Selected extract
^^^^^^^^^^^^^^^^

PFBA belongs to a class of compounds called perfluorochemicals. At one time 3M used these compounds to make ScotchGard and other stain and water-resistant products. Studies have shown that some of the chemicals are toxic to laboratory animals.
After state officials made their presentations, residents peppered them with questions and criticisms for almost an hour.
Last month the Minnesota Department of Health announced that it had found low levels of perfluorbutanoic acid, or PFBA, in dozens of municipal wells and some private wells in six east metro communities. The cities include Cottage Grove, Woodbury, South St. Paul, Newport, St. Paul Park and Hastings.
Health Department officials say they don't believe PFBA poses an immediate health risk to residents. But they admit that not a lot is known about the compound either.
Risk assessor Jim Kelly told Cottage Grove residents there aren't many studies looking specifically at PFBA. But he said 3M recently concluded a 28-day study of the compound in rats and found that it had a minimal affect.
"We see some very slight effects on the livers of these animals that are exposed to fairly high doses, and it's not a critical effect," he said. "It's not a disease. It's just an effect that we can measure. A change in the weight liver and some of them oddly have a decrease in their cholesterol."
3M and the U.S. Environmental Protection Agency are conducting more toxicity tests on PFBA. The results will be ready later this year.
In the meantime, the health department plans to take more water samples. Hydrogeologist Ginny Yingling said her team is going to focus on areas that have high levels of PFBA nearby and areas with complicated geology.
In places where concentrations appear to be lower, Yingling said the department won't take as many samples. But she said residents shouldn't be discouraged if their well isn't tested.

^^^^^^^^^^^^^^^^

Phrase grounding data
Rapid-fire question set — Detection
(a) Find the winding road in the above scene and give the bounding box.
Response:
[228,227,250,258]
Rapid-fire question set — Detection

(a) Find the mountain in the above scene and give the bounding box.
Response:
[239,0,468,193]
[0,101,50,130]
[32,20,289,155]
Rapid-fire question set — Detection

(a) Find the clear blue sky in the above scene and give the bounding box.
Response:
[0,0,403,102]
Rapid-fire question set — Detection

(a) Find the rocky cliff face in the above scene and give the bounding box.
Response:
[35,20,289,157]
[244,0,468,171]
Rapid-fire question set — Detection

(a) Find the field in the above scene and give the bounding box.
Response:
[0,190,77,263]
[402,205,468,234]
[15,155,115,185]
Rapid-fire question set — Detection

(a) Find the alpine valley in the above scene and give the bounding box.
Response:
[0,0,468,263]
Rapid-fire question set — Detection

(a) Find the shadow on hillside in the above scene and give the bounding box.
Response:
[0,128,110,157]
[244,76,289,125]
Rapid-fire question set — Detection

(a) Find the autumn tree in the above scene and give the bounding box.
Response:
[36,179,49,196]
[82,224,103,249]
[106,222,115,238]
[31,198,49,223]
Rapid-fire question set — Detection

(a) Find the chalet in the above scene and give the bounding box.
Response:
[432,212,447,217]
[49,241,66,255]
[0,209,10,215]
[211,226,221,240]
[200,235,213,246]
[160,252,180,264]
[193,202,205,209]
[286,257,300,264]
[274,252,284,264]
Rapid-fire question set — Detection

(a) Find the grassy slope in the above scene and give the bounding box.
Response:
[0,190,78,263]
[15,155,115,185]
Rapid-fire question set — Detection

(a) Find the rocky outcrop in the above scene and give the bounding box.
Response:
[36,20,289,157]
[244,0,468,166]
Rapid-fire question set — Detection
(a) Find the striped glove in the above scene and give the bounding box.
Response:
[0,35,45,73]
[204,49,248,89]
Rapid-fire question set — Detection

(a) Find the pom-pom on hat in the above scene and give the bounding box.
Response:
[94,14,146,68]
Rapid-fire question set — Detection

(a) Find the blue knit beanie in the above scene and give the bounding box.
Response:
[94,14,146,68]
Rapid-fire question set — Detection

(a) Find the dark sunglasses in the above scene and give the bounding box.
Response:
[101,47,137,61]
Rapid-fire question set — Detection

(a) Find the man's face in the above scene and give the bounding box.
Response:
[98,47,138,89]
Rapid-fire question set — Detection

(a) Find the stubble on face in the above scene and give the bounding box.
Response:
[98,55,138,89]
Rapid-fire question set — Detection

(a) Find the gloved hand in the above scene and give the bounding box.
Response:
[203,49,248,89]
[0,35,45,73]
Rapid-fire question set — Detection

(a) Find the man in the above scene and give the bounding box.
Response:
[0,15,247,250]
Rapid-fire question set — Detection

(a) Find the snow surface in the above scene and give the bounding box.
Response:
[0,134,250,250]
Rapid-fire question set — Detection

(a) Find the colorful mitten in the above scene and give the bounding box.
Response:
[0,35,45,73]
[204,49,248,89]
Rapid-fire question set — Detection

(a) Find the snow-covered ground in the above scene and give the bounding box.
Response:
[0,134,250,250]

^^^^^^^^^^^^^^^^

Assignment
In the report on PFBA in Minnesota wells, which two kinds of areas will Ginny Yingling's team focus its water sampling on?

Answer section
Areas that have high levels of PFBA nearby and areas with complicated geology.